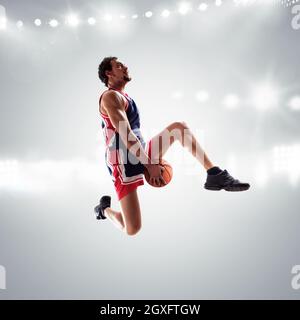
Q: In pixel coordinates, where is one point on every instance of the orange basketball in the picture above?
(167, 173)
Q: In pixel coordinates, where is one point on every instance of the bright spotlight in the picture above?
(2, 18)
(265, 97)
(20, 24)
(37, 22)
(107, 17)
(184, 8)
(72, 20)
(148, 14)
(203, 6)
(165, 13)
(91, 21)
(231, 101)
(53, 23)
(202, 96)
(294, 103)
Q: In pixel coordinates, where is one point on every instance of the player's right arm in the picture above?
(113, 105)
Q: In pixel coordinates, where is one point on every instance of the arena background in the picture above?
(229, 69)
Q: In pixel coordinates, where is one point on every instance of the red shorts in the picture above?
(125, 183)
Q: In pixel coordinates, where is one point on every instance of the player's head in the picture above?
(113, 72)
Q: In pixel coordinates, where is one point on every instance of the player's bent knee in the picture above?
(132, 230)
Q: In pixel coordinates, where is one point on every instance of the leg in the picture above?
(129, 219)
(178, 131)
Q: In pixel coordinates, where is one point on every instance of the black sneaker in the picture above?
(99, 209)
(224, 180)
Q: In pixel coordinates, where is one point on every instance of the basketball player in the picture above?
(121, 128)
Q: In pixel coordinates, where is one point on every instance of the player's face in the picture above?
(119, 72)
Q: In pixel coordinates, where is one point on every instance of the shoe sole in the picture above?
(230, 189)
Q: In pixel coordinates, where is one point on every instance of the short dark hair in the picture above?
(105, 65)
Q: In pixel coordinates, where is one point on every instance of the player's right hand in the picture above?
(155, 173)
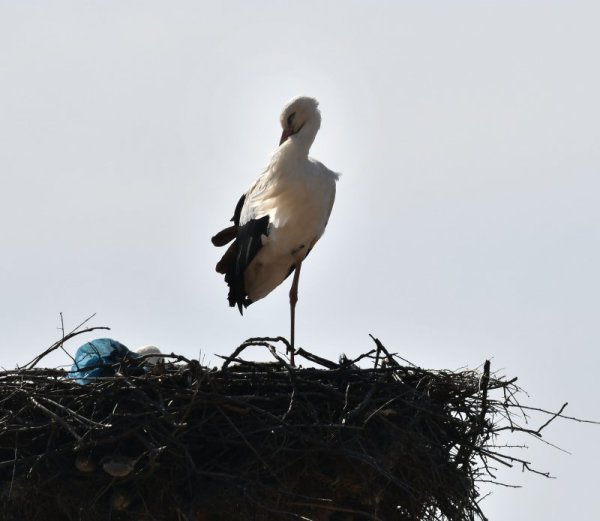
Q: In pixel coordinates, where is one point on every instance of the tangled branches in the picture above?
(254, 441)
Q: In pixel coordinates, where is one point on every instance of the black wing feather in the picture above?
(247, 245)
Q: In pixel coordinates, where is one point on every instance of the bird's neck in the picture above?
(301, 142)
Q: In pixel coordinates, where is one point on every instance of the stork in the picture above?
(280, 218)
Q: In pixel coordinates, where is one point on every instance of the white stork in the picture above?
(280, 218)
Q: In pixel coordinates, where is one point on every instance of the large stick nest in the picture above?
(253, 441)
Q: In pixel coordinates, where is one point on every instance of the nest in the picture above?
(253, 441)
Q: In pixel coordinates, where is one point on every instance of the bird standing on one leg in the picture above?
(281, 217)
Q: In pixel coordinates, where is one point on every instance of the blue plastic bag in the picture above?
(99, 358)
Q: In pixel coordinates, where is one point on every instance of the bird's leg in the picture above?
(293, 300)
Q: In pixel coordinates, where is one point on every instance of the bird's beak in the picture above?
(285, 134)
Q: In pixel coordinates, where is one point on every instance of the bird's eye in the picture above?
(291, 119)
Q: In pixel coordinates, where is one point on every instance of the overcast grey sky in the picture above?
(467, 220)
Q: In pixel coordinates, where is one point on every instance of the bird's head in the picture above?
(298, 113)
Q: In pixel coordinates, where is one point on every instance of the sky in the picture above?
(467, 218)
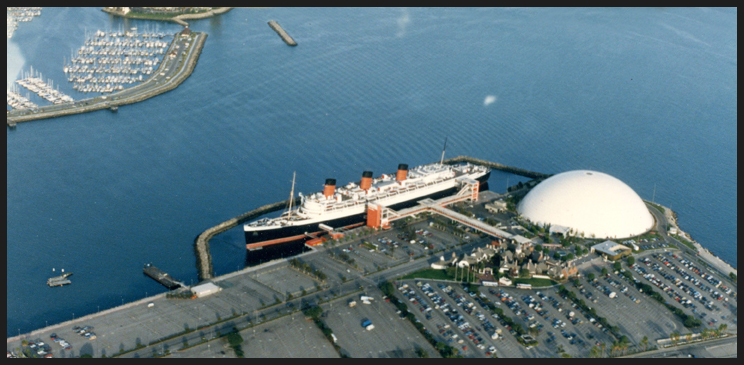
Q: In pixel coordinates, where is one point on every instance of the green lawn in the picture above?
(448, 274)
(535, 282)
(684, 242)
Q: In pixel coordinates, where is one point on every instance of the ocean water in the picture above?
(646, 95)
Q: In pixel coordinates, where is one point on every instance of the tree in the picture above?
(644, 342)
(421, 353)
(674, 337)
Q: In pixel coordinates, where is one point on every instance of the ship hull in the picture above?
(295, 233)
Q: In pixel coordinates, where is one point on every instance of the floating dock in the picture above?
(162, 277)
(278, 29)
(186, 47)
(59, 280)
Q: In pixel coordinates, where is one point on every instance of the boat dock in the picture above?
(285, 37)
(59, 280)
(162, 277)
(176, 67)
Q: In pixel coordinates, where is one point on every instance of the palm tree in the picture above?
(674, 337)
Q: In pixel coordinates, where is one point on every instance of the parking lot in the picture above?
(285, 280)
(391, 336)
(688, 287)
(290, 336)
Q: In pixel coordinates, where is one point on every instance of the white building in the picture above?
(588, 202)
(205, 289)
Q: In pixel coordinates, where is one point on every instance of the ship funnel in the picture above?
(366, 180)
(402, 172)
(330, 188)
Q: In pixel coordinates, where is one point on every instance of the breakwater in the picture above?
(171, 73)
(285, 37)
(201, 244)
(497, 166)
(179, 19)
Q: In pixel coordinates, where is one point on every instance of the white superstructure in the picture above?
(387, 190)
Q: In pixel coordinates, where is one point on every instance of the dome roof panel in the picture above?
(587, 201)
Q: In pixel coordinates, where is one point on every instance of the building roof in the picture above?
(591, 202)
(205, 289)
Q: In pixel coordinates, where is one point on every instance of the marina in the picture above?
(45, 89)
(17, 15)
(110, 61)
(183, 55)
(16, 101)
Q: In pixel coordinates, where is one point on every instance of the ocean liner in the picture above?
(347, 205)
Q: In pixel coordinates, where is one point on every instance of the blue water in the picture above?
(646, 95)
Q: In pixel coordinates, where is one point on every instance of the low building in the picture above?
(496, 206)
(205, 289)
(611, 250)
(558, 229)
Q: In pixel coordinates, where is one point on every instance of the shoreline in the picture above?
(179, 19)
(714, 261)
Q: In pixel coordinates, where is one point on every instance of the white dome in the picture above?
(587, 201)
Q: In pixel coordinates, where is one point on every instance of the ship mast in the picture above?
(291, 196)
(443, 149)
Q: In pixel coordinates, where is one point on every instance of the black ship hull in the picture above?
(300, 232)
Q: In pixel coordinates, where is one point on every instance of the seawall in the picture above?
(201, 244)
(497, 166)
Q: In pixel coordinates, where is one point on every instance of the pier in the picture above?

--*--

## Your objective
Arrange every line of the records above as a numbered list, skipping blank lines and leaving the pictures out.

## Solution below
1. Q: In pixel coordinates, where is one point on every instance of the orange basketball in the picture above?
2. (167, 173)
3. Q: In pixel coordinates, where is one point on every instance of the bright spotlight in the picture above?
4. (2, 18)
5. (265, 97)
6. (20, 24)
7. (37, 22)
8. (107, 17)
9. (184, 8)
10. (72, 20)
11. (148, 14)
12. (203, 6)
13. (165, 13)
14. (91, 21)
15. (231, 101)
16. (53, 23)
17. (202, 96)
18. (294, 103)
19. Q: In pixel coordinates, where is one point on every instance of the player's right arm in the picture above?
20. (113, 105)
21. Q: In pixel coordinates, where is one point on every instance of the arena background in the picture above?
22. (229, 69)
23. Q: In pixel coordinates, where is one point on every instance of the red shorts in the picture above?
24. (125, 183)
25. Q: In pixel coordinates, where is one point on every instance of the player's head in the picture above?
26. (113, 72)
27. Q: In pixel coordinates, where is one point on every instance of the player's bent knee in the picture above?
28. (132, 230)
29. Q: In pixel coordinates, where is one point on every instance of the leg in the picture above?
30. (129, 219)
31. (178, 131)
32. Q: In pixel coordinates, where is one point on every instance of the black sneaker in the picture above?
33. (99, 209)
34. (224, 180)
35. Q: In pixel coordinates, where is one point on every instance of the basketball player in the picture above?
36. (121, 128)
37. Q: In pixel coordinates, where is one point on every instance of the player's face in the picture above?
38. (119, 72)
39. Q: In pixel coordinates, where is one point on every instance of the shoe sole in the picture above?
40. (230, 189)
41. Q: In pixel coordinates, where is one point on every instance of the short dark hair in the picture above?
42. (105, 65)
43. Q: In pixel coordinates, where is one point on every instance of the player's right hand in the picture above?
44. (155, 173)
45. Q: In pixel coordinates, where is one point on every instance of the tangled branches in the picture above?
46. (254, 441)
47. Q: In pixel coordinates, where is one point on every instance of the black wing feather in the picture above?
48. (247, 245)
49. Q: In pixel coordinates, where is one point on every instance of the bird's neck in the picture above?
50. (301, 142)
51. Q: In pixel coordinates, where is one point on every instance of the stork in the picture above?
52. (280, 218)
53. Q: In pixel coordinates, where is one point on every instance of the white stork in the picture above?
54. (280, 218)
55. Q: In pixel coordinates, where is one point on every instance of the large stick nest in the picture above?
56. (253, 441)
57. Q: In pixel coordinates, where is one point on every instance of the nest in the picture above?
58. (253, 441)
59. Q: In pixel coordinates, where is one point on every instance of the bird standing on one leg in the picture above?
60. (281, 217)
61. Q: In pixel coordinates, where is one point on every instance of the blue plastic bag in the picture above?
62. (99, 358)
63. Q: In pixel coordinates, where is one point on every instance of the bird's leg in the picture above?
64. (293, 300)
65. Q: In pixel coordinates, where is one point on every instance of the bird's beak in the picture above?
66. (285, 134)
67. Q: In pixel coordinates, where is one point on every instance of the bird's eye in the picture above?
68. (291, 119)
69. Q: In pixel coordinates, where is one point on every instance of the overcast grey sky in the picture above?
70. (467, 220)
71. Q: In pixel coordinates, where is one point on every instance of the bird's head in the picture above?
72. (298, 113)
73. Q: In pixel coordinates, where is one point on every instance of the sky in the picture above?
74. (467, 218)
75. Q: In pixel coordinates, where is one point on every instance of the green lawn in the picture above?
76. (448, 274)
77. (535, 282)
78. (684, 242)
79. Q: In pixel coordinates, where is one point on every instance of the ocean water in the picture above?
80. (646, 95)
81. Q: In pixel coordinates, where is one point on every instance of the tree in the picture above?
82. (644, 342)
83. (421, 353)
84. (674, 337)
85. Q: In pixel coordinates, where is one point on every instance of the ship hull in the picture above?
86. (295, 233)
87. Q: In pixel coordinates, where is one point on every instance of the floating dock in the picture above?
88. (162, 277)
89. (278, 29)
90. (186, 47)
91. (59, 280)
92. Q: In pixel coordinates, where is one point on every instance of the boat dock in the picture above?
93. (285, 37)
94. (59, 280)
95. (162, 277)
96. (176, 67)
97. Q: In pixel coordinates, where is one point on every instance of the palm tree in the picture above?
98. (674, 337)
99. Q: In pixel coordinates, where is one point on every instance of the parking lot in the picture above?
100. (285, 280)
101. (391, 336)
102. (688, 287)
103. (290, 336)
104. Q: In pixel coordinates, where is one point on every instance of the white building in the picture above?
105. (588, 202)
106. (205, 289)
107. Q: In pixel coordinates, where is one point on every instance of the ship funnel in the picture above?
108. (366, 180)
109. (402, 172)
110. (330, 188)
111. Q: In pixel coordinates, where is one point on every instance of the breakwater in the picture above?
112. (171, 73)
113. (285, 37)
114. (201, 244)
115. (497, 166)
116. (179, 19)
117. Q: In pixel coordinates, where is one point on every instance of the white superstructure in the picture above?
118. (387, 190)
119. Q: In pixel coordinates, where is one point on every instance of the dome roof panel in the picture above?
120. (587, 201)
121. Q: In pixel coordinates, where is one point on every instance of the building roof in the picture above?
122. (591, 202)
123. (205, 289)
124. Q: In pixel coordinates, where is one point on every instance of the marina in the picture above?
125. (45, 89)
126. (17, 15)
127. (110, 61)
128. (183, 55)
129. (16, 101)
130. Q: In pixel coordinates, where is one point on every instance of the ocean liner in the picture above?
131. (347, 205)
132. Q: In pixel coordinates, where is one point on every instance of the blue water in the picture above?
133. (646, 95)
134. Q: In pixel coordinates, where is one point on every instance of the low building in the picture above?
135. (496, 206)
136. (205, 289)
137. (611, 250)
138. (558, 229)
139. Q: In pixel coordinates, where is one point on every instance of the shoreline in the picture above?
140. (179, 19)
141. (714, 261)
142. Q: In pixel coordinates, where is one point on every instance of the white dome in the picture above?
143. (587, 201)
144. Q: In pixel coordinates, where is one point on every instance of the ship mast in the picture above?
145. (291, 196)
146. (443, 149)
147. Q: In pixel coordinates, where is one point on every instance of the black ship hull in the picture above?
148. (300, 232)
149. Q: In pixel coordinates, where is one point on every instance of the seawall in the picture above?
150. (201, 244)
151. (497, 166)
152. Q: In pixel coordinates, where is one point on every instance of the pier in the picture above?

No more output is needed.